>> begin Records provided

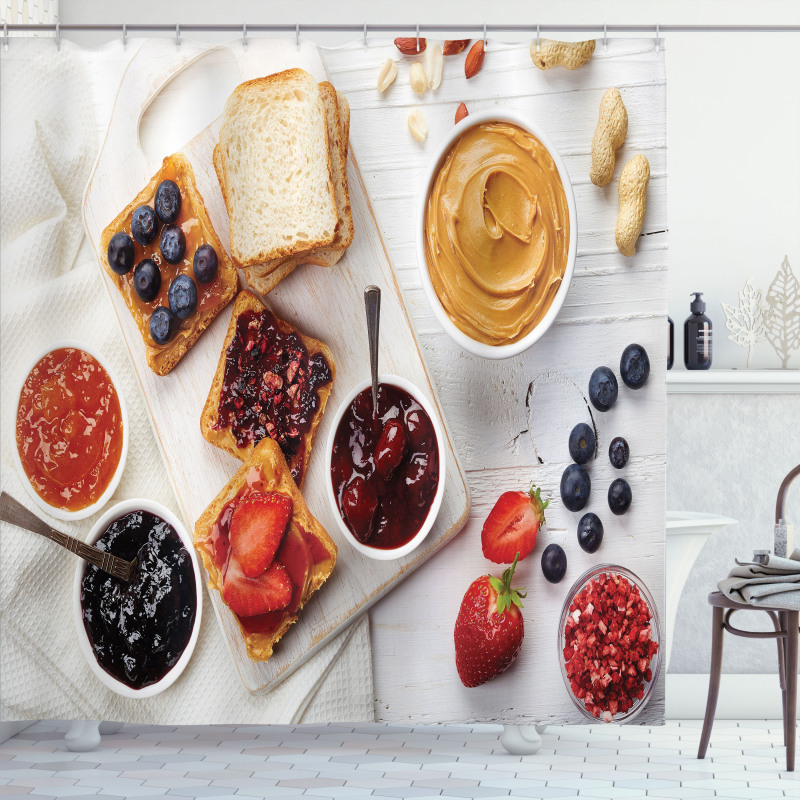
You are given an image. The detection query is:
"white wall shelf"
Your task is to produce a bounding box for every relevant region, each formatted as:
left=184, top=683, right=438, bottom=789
left=667, top=368, right=800, bottom=394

>> end Records provided

### [Description of the task]
Please write out all the data above again, keeping every line of text but leaving out the pictures. Multiply each coordinate of the answer boxes by 0.4 and round to whole numbers, with halves rounded up, but leave the format sample as it is.

### [Result for this exercise]
You are given an image. The detection query is:
"white wall shelf"
Your task is to produce a bounding box for every relevant region, each formatted as:
left=184, top=683, right=438, bottom=789
left=267, top=147, right=320, bottom=158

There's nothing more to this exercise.